** begin RECORDS FOR THE EXERCISE **
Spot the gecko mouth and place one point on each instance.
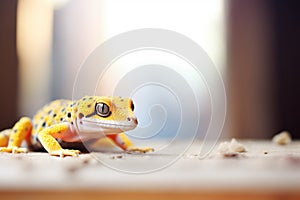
(106, 125)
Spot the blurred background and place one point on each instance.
(253, 44)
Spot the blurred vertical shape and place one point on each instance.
(8, 63)
(287, 64)
(249, 69)
(34, 46)
(77, 32)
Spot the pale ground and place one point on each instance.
(264, 167)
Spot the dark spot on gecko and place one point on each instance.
(80, 115)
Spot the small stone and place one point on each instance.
(231, 149)
(282, 138)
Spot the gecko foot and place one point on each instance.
(65, 152)
(139, 150)
(13, 150)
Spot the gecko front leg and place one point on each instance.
(20, 132)
(122, 141)
(47, 138)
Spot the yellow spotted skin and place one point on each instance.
(64, 121)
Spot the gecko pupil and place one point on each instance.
(102, 109)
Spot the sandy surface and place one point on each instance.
(264, 166)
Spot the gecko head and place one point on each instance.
(108, 115)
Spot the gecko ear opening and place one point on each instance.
(102, 109)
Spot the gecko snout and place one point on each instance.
(132, 119)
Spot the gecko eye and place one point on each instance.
(102, 110)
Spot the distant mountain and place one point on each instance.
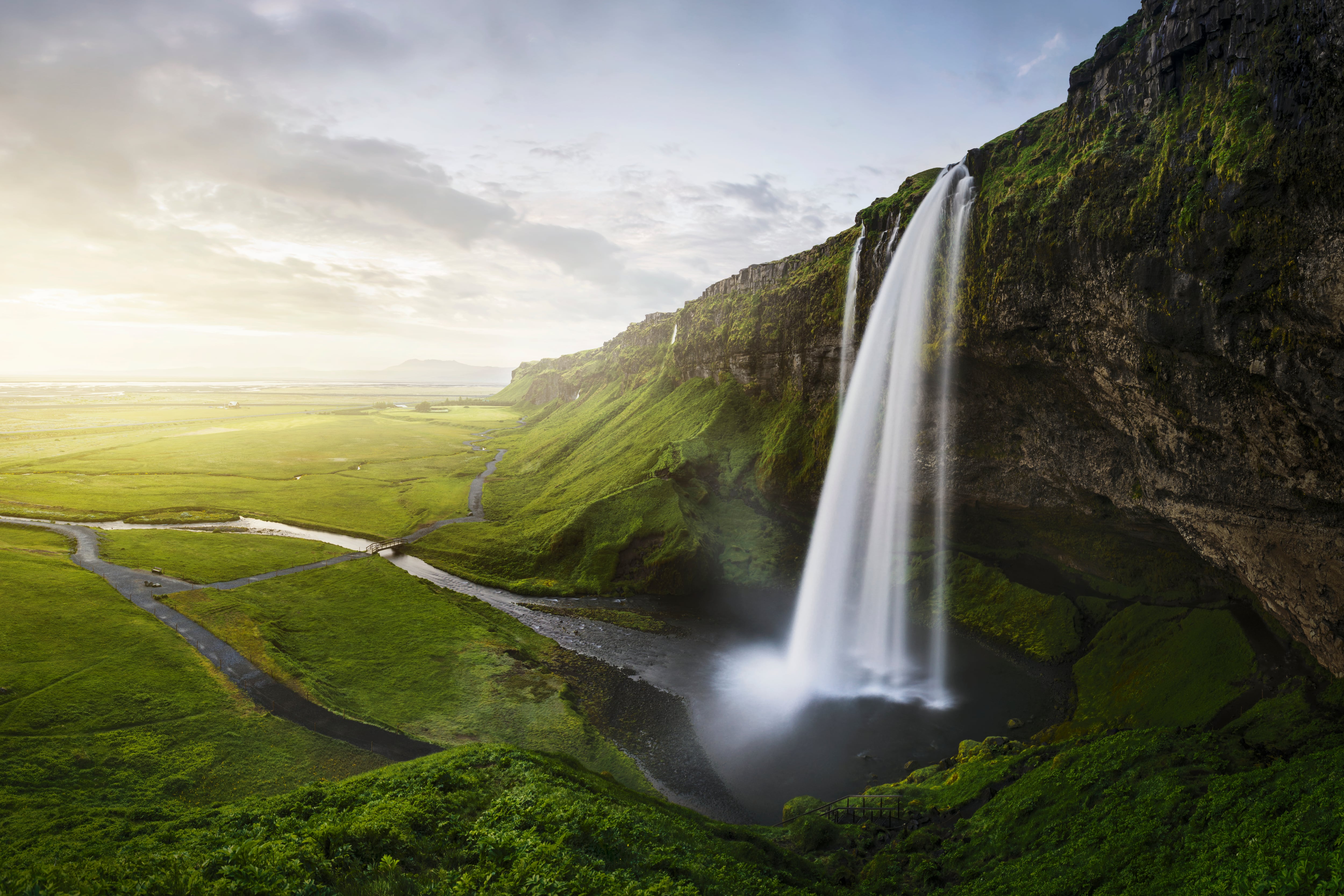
** end RECORDS FOR THE EXERCISE **
**GIVEN TASK:**
Put each line of the listing, from the line containing "Spot the pale" through the end of the listing (both ends included), into a JSON list of strings, one string per line and no blank lines. Leave the pictures out.

**WRITTEN SOLUTION:**
[
  "Spot the pale ground and place one point on each instance.",
  "(264, 167)",
  "Spot the dark spot on gecko and place one point on each instance.",
  "(80, 115)",
  "Spot the small stone and place one point on each instance.",
  "(231, 149)",
  "(282, 138)",
  "Spot the gecko foot and place one point on each instance.",
  "(65, 152)",
  "(139, 150)",
  "(13, 150)",
  "Spot the gecko front leg and place one point on each instance.",
  "(20, 132)",
  "(122, 141)",
  "(47, 138)",
  "Spot the yellow spotted skin and place one point on each instance.",
  "(64, 121)",
  "Spot the gecko pupil and place one point on each instance.",
  "(102, 109)",
  "Spot the sandy surface and place one point on each instance.",
  "(264, 166)",
  "Spot the gecko head and place one point on each instance.",
  "(108, 115)",
  "Spot the gecko ear opening and place one point on each instance.",
  "(102, 109)",
  "Spot the gecko snout and place one point on each instance.",
  "(132, 119)",
  "Spot the gecko eye and place one point on each instance.",
  "(102, 110)",
  "Spot the distant mountain and place one point on each instance."
]